TASKS
1 - In the post on sorting nested Markdown lists, why isn't Sublime Text's built-in sort lines function good enough for the poster? Answer in one to three sentences.
2 - Translate this sentence from the post on sorting nested Markdown lists into Spanish: "I use sublime text, which has a built sort lines function, but this function destroys the order of any nested list."
── TEXT SHOWN ──
3

I am looking for a script, method or tool to sort nested markdown lists. I use sublime text, which has a built sort lines function, but this function destroys the order of any nested list. For instance, if I want to sort:

* Zoo Animals
    * Herbivores
        * Zebra
        * Gazelle
    * Carnivores
        * Tiger
        * Lion
    * Omnivores
        * Gorilla
        * Baboon
        * Chimpanzee
* Domestic Animals
    * Canines
        * German Shepherd
        * Cocker Spaniel

Using sublime sort lines function, I get:

        * Baboon
        * Chimpanzee
        * Cocker Spaniel
        * Gazelle
        * German Shepherd
        * Gorilla
        * Lion
        * Tiger
        * Zebra
    * Canines
    * Carnivores
    * Herbivores
    * Omnivores
* Domestic Animals
* Zoo Animals

Clearly, this is not what I want. What I want is a "scoped sort" which sorts relative to each bullet level, without destroying the nested relationships, like so:

* Domestic Animals
    * Canines
        * Cocker Spaniel
        * German Shepherd
* Zoo Animals
    * Carnivores
        * Lion
        * Tiger
    * Herbivores
        * Gazelle
        * Zebra
    * Omnivores
        * Baboon
        * Chimpanzee
        * Gorilla

Here's some things I've looked into and my thoughts on each:

  • Use a sublime package to sort. I can't find one. However, maybe there's a way to use CSSComb package and adapt it to a markdown list?
───
── DATASET EXTRACT ──
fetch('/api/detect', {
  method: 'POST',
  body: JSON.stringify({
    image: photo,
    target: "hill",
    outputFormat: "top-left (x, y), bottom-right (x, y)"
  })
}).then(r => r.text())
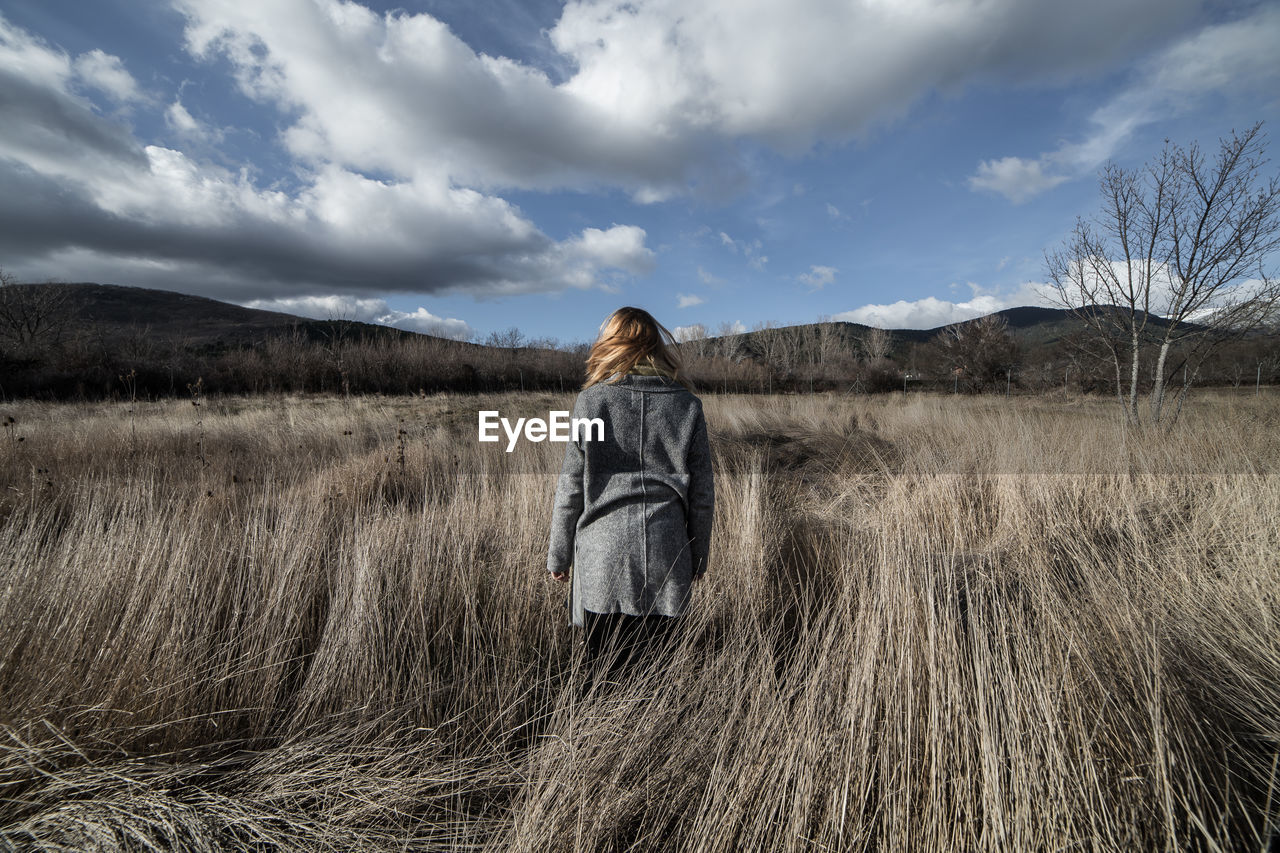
top-left (40, 283), bottom-right (427, 347)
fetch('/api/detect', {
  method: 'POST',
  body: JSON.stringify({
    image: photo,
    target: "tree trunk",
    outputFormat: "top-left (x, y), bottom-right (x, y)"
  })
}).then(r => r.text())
top-left (1151, 339), bottom-right (1185, 424)
top-left (1129, 327), bottom-right (1139, 424)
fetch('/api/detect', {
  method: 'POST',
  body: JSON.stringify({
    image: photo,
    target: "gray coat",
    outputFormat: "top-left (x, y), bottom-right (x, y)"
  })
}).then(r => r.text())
top-left (547, 374), bottom-right (716, 625)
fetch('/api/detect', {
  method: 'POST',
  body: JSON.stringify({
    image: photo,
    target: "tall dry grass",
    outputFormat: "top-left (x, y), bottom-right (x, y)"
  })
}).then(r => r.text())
top-left (0, 394), bottom-right (1280, 850)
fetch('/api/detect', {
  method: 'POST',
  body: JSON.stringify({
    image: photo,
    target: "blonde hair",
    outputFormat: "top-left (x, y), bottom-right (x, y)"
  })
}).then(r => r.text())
top-left (582, 306), bottom-right (694, 391)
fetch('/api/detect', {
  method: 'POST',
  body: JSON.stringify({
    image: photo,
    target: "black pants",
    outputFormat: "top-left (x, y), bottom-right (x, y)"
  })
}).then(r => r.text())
top-left (582, 610), bottom-right (676, 688)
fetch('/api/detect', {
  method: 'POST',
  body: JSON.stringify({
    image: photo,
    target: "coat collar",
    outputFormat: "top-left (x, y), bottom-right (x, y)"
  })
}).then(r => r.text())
top-left (602, 373), bottom-right (684, 391)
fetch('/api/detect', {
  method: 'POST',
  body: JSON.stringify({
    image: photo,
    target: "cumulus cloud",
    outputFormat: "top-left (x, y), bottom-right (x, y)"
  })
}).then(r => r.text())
top-left (969, 5), bottom-right (1280, 204)
top-left (243, 295), bottom-right (475, 341)
top-left (0, 19), bottom-right (654, 300)
top-left (74, 49), bottom-right (141, 102)
top-left (796, 265), bottom-right (840, 291)
top-left (969, 158), bottom-right (1066, 205)
top-left (832, 282), bottom-right (1053, 329)
top-left (698, 265), bottom-right (724, 287)
top-left (175, 0), bottom-right (1197, 202)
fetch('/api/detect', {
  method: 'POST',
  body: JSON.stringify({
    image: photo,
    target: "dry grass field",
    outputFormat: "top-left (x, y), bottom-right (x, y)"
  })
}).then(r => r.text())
top-left (0, 393), bottom-right (1280, 850)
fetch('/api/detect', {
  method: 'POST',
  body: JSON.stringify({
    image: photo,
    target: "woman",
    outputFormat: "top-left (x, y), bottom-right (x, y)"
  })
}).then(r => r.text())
top-left (547, 307), bottom-right (716, 674)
───
EXPECTED RESULTS
1 - The sort lines function destroys the order of any nested list. It sorts all lines together, so the sub-items end up separated from their parent bullets. The poster wants a "scoped sort" that orders items within each bullet level without breaking the nested relationships.

2 - Uso sublime text, que tiene una función integrada para ordenar líneas, pero esta función destruye el orden de cualquier lista anidada.